Later that day, my dad and I buried Buffy in the forest, the process of healing the grief began, and eventually only the anger remained. Whether the memories of that day were the reality or not they lingered as the source of a fifty-year resentment toward the Reverend. For a while, I casually followed his career. I read his book, The Cross and the Switchblade, which was later made into a movie. I heard once that he moved to the Mid-west to begin an evangelistic ministry, but eventually I lost track of him, and he faded from my memory. He had not been a presence in my life, but fifty years later here I was, sitting at KCI, and my mind had transported me in time to a vivid memory and a simmering anger. I realized that all these years had passed and I had not forgiven a man, who seemingly just by coincidence was caught in what to a small boy was egregious behavior.
My mind returned to the present, and I began reading again. “No matter how much pain and suffering wrack these mortal bodies, none of it is worthy of the comparison to the unspeakable glory that awaits those who endure the passage.” Though the perspective was not from my religious frame of reference, the thoughts expressed were comforting. The booklet ended with a prayer including, “Most of all, deliver me from the bondage of the fear of death.” As I finished, a woman’s metallic voice announced that my plane would begin boarding in a few minutes. I slid the booklet inside the cover of my journal and readied myself. My thoughts haunted me. My wife had just died, yet I was focusing on the death of this puppy. Had I turned a “minor” into a “major” as a friend of mine describes it? Why had my brain resurrected this memory? The voice called my group, and I boarded.

*****

• **Directions**:
[1] In the memoir excerpt, what is the title of the book the Reverend wrote?
[2] Carry the memoir excerpt forward from its last sentence.
The lines after this point are separate material with no connection to the memoir excerpt.

*****

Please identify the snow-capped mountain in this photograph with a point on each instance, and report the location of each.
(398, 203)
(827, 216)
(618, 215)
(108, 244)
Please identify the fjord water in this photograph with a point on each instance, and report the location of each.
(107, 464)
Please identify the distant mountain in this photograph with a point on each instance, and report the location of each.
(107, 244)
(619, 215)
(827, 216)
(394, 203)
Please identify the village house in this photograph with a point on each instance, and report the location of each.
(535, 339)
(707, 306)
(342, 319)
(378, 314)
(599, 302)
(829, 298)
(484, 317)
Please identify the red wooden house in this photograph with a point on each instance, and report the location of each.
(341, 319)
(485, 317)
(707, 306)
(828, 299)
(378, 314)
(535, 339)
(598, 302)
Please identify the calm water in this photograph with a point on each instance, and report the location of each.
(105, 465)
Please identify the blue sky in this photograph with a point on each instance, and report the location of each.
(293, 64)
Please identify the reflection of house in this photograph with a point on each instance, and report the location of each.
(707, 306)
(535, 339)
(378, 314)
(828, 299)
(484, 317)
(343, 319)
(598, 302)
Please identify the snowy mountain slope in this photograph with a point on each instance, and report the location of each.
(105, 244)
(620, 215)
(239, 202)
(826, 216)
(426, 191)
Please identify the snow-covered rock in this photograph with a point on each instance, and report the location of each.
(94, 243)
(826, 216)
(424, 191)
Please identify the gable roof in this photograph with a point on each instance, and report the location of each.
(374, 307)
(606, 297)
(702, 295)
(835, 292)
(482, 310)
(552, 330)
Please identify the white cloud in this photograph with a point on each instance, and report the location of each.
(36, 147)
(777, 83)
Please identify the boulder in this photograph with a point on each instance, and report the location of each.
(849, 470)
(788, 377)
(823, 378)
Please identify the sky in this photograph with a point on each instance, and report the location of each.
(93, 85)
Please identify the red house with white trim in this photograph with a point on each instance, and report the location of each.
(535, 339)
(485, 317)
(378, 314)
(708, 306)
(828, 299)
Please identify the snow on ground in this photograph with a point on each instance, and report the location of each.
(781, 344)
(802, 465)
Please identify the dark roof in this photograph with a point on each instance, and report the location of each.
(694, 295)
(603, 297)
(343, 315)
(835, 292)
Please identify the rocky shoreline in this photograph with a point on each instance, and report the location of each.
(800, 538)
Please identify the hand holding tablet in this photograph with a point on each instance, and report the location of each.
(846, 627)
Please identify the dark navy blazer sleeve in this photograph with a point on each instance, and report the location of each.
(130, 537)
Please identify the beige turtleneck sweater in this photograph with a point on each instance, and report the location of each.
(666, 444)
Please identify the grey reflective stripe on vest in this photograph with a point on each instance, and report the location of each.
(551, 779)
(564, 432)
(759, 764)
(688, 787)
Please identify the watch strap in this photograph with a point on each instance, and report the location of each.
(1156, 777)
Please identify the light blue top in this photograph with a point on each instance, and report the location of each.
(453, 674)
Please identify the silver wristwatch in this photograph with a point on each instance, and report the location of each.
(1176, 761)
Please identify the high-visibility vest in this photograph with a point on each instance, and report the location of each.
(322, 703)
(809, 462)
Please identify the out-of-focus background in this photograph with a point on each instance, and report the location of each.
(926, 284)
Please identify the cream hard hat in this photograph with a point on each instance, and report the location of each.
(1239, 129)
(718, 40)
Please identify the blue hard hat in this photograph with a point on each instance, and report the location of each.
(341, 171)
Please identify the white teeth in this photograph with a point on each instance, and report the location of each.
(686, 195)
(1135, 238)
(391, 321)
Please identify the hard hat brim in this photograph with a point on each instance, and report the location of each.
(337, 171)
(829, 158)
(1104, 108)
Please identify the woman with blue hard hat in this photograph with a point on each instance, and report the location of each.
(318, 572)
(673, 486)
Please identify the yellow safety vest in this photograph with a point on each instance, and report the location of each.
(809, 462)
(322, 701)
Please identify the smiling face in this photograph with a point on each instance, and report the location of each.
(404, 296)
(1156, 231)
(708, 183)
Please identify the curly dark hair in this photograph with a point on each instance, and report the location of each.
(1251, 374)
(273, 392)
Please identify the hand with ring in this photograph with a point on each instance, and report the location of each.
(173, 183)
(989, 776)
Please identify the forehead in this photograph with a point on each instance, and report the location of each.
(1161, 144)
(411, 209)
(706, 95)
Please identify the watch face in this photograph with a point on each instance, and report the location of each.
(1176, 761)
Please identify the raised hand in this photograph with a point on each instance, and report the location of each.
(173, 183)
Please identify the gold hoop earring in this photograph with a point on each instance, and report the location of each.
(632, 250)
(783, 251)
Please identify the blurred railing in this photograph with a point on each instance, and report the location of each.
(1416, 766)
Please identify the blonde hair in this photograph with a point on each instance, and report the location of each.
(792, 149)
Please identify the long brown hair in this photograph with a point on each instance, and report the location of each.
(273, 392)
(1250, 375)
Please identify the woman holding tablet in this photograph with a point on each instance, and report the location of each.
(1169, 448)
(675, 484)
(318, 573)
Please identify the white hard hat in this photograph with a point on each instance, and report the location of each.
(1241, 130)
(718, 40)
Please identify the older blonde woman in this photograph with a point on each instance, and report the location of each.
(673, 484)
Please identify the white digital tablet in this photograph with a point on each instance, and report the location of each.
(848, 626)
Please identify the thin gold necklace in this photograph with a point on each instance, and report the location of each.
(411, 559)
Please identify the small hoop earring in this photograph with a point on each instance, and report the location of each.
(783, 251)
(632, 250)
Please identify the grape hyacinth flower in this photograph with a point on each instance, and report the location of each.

*****

• **The replies**:
[1] The Cross and the Switchblade

[2]
Sitting there with my journal in my lap, buckled in, seatback in the upright position, aware of exits and oxygen mask procedures, I awaited takeoff. We rumbled down the runway, and the thrust of the jet engines pushed me into the back of the seat. I closed my eyes aware of a force that still holds me in awe. We rose into the air and turned westward toward home. I lowered the tray table and retrieved my journal expecting to return to my writing. I opened the journal, and there staring me in the face was the answer. I had glossed over the cover of the booklet until that moment, but right there in white shadow print was the answer to my question, Ultimate Healing by David Wilkerson, the very same pastor. I could scarcely believe what I was reading. How appropriate that the cover was printed in a shadow font and that the title and his name remained hidden from me until that moment. The power of the jet engines shrank in comparison to the thunderbolt of recognition I experienced.
After fifty years, for an act for which he had no responsibility, Reverend David Wilkerson had made amends. I found forgiveness in that moment, forgiveness for him for the accident, and forgiveness for myself for resenting him for so long. At a time in which my emotions were so raw and my grief so dominant, he was there to console me. Was this simply a coincidence?
Was it coincidence that one Sunday morning I attended a small country church in Iowa? Was it coincidence that Joy’s friend gave me the copy of Ultimate Healing? Was it coincidence that I ignored the cover? I do not think so. I believe it was the illusion of coincidence and that God does work in mysterious ways. Reverend Wilkerson’s ministry had reached across the years to help me begin to heal in a time of grief of such greater significance than that of the loss of a puppy. Reverend David Wilkerson had completed the grand circle, the circle of love.
“An Illusion of Coincidence”
Copyright 2010 © Michael J. McCabe
All rights reserved.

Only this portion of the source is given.